### [記述問題]
下のデータを、空行を除いてすべて番号付きリストに直してください。画像は答えに含めないでください。

ラベル付き領域の輪郭一覧:
#####

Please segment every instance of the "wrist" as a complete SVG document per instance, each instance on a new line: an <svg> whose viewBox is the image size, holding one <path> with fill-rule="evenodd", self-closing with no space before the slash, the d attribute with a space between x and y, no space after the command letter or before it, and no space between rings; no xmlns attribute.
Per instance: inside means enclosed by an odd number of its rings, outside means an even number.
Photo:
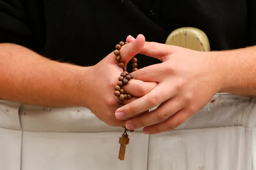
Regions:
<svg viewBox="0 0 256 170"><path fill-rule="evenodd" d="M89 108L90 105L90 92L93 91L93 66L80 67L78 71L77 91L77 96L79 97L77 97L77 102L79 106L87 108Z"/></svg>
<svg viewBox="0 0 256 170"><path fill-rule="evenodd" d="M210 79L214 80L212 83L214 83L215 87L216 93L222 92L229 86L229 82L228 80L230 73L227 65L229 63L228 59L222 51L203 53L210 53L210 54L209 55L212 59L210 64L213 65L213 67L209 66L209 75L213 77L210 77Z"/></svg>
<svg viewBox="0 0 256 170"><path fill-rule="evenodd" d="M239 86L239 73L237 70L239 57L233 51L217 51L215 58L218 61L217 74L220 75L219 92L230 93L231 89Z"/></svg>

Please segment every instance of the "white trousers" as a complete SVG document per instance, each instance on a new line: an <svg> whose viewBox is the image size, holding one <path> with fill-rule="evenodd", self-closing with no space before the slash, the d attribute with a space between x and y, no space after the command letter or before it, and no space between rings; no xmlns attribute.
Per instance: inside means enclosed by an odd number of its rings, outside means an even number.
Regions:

#####

### [この問題の解答]
1. Please segment every instance of the "wrist" as a complete SVG document per instance, each instance on a new line: an <svg> whose viewBox is the image size, holding one <path> with fill-rule="evenodd", self-closing with no space before the slash, the d attribute with a space between x and y, no space after the command letter or before it, and no space between rings; no xmlns attribute.
2. Per instance: inside means enclosed by an odd number of its rings, outside means an even number.
3. Photo:
4. Regions:
5. <svg viewBox="0 0 256 170"><path fill-rule="evenodd" d="M89 108L90 105L90 92L93 91L93 66L80 67L78 71L77 91L77 96L79 97L77 97L77 102L79 106L87 108Z"/></svg>
6. <svg viewBox="0 0 256 170"><path fill-rule="evenodd" d="M210 79L214 80L212 83L214 83L215 87L216 93L222 92L229 86L229 82L228 80L230 73L227 65L229 63L228 59L222 51L203 53L210 53L210 54L209 55L212 59L210 64L213 65L213 67L209 66L209 75L213 77L210 77Z"/></svg>
7. <svg viewBox="0 0 256 170"><path fill-rule="evenodd" d="M239 86L239 73L237 70L239 57L233 51L217 51L215 58L218 61L217 74L220 75L219 92L230 93L231 89Z"/></svg>
8. Please segment every instance of the "white trousers" as a complete SVG document per instance, each instance on a new line: an <svg> whose viewBox is the image size, holding one <path> with fill-rule="evenodd", self-closing with no space before the slash, the d attribute with a space between x and y, no space after the command letter or before it, and no space between rings; no xmlns attribute.
9. Per instance: inside means enclosed by an odd number of its rings, outside means an even number.
10. Regions:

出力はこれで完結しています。